Gather every line of the rows below that holds the word "brick", and copy each one. Case counts.

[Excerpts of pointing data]
===============
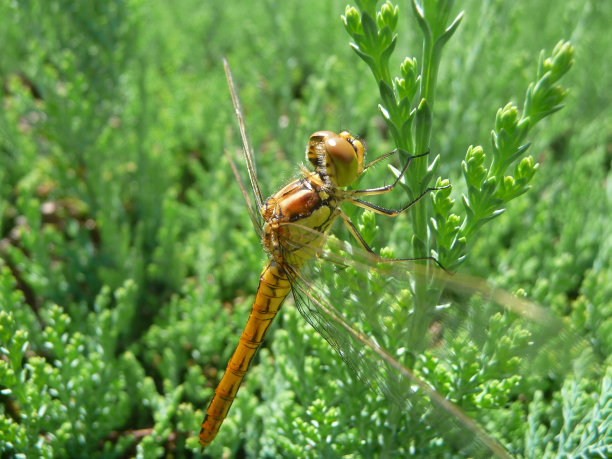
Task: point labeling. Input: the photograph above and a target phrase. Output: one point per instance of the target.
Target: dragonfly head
(340, 156)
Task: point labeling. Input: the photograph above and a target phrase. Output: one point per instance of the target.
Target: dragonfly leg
(391, 212)
(364, 245)
(386, 188)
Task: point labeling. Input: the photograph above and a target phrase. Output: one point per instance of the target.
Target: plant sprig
(407, 104)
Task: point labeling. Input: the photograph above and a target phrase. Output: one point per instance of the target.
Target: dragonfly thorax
(336, 156)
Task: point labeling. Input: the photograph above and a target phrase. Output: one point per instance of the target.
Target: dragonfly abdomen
(272, 291)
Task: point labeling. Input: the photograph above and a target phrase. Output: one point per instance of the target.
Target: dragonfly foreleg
(386, 188)
(359, 238)
(390, 212)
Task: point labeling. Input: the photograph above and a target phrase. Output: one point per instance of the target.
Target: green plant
(128, 263)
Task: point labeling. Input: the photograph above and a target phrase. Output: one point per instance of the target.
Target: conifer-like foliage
(127, 260)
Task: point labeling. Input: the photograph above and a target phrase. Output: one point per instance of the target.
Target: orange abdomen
(272, 291)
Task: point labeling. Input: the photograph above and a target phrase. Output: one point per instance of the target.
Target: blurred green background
(128, 261)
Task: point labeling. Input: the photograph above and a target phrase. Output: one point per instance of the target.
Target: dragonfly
(331, 281)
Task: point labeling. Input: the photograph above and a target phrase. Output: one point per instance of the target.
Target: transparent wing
(464, 339)
(248, 156)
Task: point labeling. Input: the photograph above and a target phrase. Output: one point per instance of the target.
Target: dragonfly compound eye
(341, 156)
(343, 163)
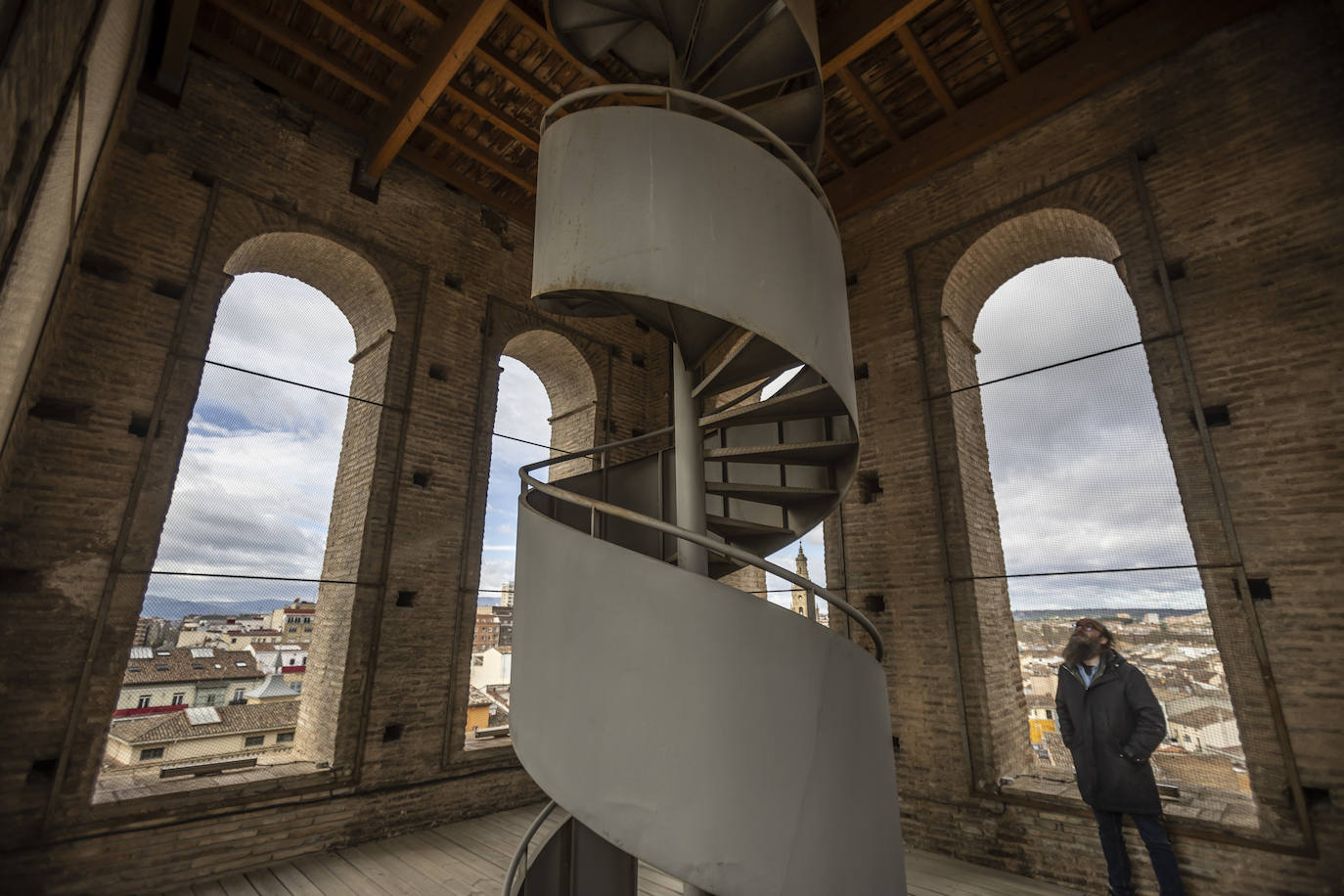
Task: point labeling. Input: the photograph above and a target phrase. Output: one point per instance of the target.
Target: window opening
(520, 435)
(1092, 521)
(241, 553)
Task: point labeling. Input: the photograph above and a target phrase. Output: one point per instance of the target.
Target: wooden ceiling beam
(348, 74)
(498, 117)
(876, 114)
(305, 49)
(283, 83)
(1082, 22)
(840, 156)
(448, 51)
(1139, 38)
(924, 67)
(172, 62)
(287, 86)
(468, 147)
(523, 214)
(514, 74)
(424, 11)
(852, 29)
(543, 34)
(347, 18)
(989, 22)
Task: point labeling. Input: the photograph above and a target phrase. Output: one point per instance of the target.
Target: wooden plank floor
(470, 857)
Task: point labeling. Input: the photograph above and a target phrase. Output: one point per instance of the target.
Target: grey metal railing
(786, 152)
(597, 507)
(520, 853)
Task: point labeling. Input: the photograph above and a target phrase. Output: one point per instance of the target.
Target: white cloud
(1081, 470)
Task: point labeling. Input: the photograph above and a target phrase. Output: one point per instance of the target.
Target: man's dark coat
(1111, 729)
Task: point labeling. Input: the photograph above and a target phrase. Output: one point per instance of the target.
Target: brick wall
(1245, 188)
(176, 198)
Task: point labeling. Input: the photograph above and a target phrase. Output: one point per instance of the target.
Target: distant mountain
(1100, 612)
(173, 608)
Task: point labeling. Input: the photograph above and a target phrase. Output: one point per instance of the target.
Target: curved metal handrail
(790, 157)
(695, 538)
(521, 848)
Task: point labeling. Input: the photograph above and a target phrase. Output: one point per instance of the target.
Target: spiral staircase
(723, 739)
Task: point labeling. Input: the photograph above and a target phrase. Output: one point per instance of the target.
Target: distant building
(202, 735)
(800, 597)
(493, 666)
(294, 621)
(168, 680)
(487, 630)
(272, 690)
(506, 617)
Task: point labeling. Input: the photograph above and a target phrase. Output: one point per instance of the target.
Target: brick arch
(360, 291)
(996, 697)
(570, 385)
(349, 281)
(1013, 246)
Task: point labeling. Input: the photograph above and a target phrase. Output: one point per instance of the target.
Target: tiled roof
(182, 666)
(254, 716)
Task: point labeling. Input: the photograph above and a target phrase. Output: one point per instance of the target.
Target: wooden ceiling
(457, 86)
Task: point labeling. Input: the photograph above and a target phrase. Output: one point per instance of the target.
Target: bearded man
(1111, 723)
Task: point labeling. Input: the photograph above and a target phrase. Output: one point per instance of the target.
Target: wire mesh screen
(232, 608)
(1095, 522)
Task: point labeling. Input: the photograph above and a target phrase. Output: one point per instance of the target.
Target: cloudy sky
(254, 489)
(523, 411)
(1080, 464)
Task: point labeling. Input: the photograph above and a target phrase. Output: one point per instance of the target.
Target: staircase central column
(689, 457)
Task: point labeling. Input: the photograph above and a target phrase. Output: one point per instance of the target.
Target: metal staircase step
(815, 400)
(800, 453)
(776, 50)
(777, 495)
(753, 359)
(593, 40)
(575, 15)
(733, 528)
(793, 117)
(722, 23)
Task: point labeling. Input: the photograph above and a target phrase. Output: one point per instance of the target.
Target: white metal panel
(650, 203)
(750, 755)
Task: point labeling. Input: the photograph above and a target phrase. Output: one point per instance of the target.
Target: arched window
(246, 612)
(1084, 481)
(546, 405)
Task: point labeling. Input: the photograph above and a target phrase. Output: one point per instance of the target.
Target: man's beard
(1081, 649)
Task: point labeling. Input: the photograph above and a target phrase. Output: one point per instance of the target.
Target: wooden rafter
(1129, 43)
(543, 34)
(337, 67)
(514, 72)
(287, 86)
(1082, 22)
(172, 62)
(424, 13)
(837, 155)
(446, 54)
(306, 49)
(989, 22)
(854, 29)
(499, 118)
(408, 58)
(924, 67)
(348, 19)
(283, 83)
(876, 114)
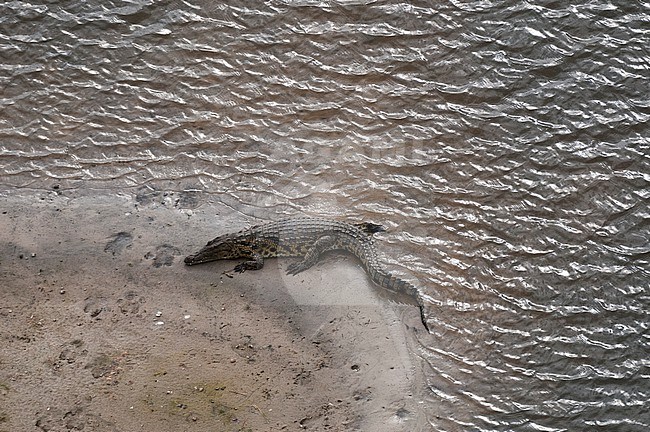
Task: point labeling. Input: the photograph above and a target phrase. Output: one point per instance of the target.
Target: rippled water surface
(506, 145)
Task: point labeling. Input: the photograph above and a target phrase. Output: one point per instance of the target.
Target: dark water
(506, 144)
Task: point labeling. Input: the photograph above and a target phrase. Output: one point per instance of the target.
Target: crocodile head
(230, 246)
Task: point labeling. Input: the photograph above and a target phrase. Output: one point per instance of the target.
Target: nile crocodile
(305, 237)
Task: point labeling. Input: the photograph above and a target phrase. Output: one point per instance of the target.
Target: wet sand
(104, 328)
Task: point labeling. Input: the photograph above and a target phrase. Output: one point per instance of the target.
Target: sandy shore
(104, 328)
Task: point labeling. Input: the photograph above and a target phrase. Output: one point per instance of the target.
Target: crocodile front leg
(319, 247)
(256, 262)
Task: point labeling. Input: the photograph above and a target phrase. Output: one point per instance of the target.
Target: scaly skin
(308, 238)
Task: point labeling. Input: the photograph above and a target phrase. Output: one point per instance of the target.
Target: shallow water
(506, 145)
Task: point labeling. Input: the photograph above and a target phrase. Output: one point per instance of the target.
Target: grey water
(505, 144)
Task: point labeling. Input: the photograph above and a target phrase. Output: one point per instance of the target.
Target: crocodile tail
(390, 282)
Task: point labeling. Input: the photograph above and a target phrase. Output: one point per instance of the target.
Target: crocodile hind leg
(321, 245)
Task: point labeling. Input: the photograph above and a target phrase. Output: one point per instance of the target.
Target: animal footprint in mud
(120, 241)
(163, 255)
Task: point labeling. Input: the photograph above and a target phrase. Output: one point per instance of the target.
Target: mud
(103, 328)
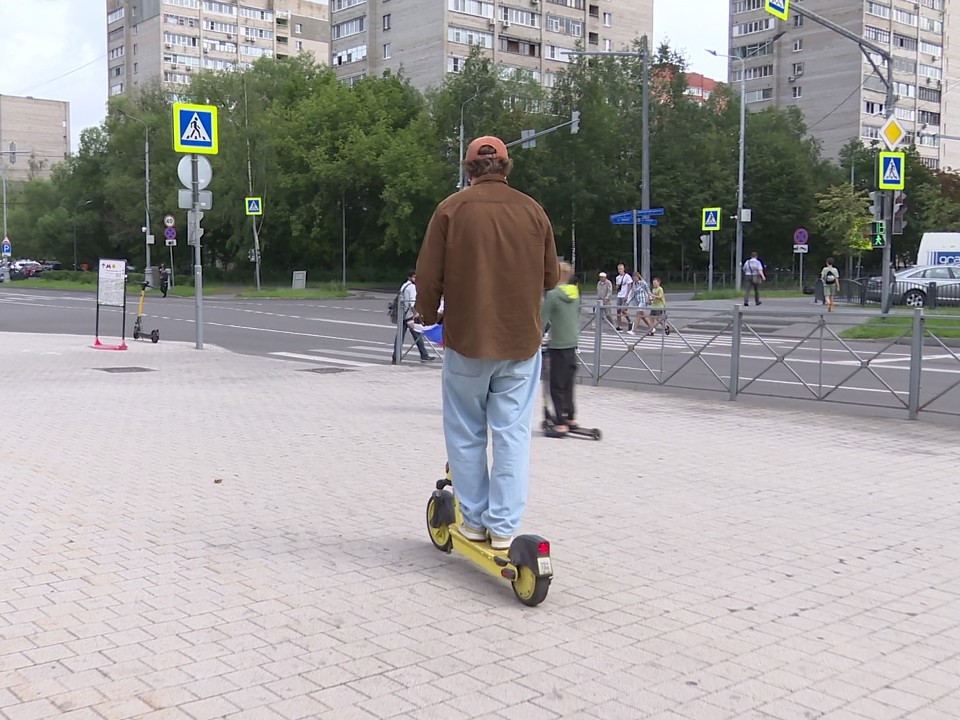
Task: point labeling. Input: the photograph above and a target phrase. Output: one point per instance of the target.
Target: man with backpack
(830, 277)
(404, 303)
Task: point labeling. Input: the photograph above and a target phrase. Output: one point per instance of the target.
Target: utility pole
(887, 78)
(642, 54)
(645, 159)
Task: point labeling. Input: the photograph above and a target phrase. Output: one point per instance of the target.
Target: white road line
(320, 359)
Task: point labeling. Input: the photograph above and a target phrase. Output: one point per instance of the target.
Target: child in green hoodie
(560, 315)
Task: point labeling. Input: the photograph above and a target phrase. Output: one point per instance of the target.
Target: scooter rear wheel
(530, 588)
(439, 536)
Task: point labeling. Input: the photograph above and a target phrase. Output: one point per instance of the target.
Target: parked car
(911, 287)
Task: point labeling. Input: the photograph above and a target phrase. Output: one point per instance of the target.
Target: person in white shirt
(752, 276)
(624, 287)
(407, 299)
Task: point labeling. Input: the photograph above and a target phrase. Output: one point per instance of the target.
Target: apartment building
(429, 38)
(34, 136)
(168, 40)
(840, 93)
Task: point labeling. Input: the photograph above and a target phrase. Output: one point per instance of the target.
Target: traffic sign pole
(195, 230)
(710, 273)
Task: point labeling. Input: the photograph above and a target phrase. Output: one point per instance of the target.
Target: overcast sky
(56, 49)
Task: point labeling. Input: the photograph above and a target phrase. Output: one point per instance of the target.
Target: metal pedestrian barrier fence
(807, 355)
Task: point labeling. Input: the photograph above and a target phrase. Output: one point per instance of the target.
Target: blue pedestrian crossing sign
(711, 220)
(891, 170)
(195, 129)
(254, 206)
(778, 8)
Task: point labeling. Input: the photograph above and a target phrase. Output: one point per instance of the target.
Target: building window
(758, 95)
(905, 17)
(747, 5)
(468, 36)
(349, 27)
(344, 4)
(472, 7)
(752, 27)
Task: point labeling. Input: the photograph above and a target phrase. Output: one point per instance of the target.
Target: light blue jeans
(498, 394)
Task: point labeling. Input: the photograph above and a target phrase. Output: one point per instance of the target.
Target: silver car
(912, 287)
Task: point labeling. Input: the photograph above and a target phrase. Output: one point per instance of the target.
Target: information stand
(112, 292)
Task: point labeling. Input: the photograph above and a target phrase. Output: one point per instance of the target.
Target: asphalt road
(775, 360)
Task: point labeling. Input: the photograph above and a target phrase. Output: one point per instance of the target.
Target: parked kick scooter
(548, 417)
(138, 324)
(526, 564)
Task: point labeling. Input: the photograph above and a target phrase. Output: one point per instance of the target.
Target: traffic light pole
(867, 47)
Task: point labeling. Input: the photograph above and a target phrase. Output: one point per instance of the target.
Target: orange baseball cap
(487, 147)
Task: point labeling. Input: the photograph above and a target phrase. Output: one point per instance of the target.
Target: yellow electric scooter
(138, 323)
(526, 564)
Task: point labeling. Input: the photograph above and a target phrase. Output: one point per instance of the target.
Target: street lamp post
(462, 181)
(146, 190)
(743, 139)
(743, 144)
(77, 207)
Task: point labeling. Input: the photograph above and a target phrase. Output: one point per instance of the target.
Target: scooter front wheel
(530, 588)
(439, 536)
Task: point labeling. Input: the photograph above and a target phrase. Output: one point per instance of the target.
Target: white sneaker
(473, 534)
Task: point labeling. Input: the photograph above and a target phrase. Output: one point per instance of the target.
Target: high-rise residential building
(168, 40)
(34, 136)
(427, 39)
(840, 92)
===============
[FINAL RESULT]
Target: brick wall
Target: brick arch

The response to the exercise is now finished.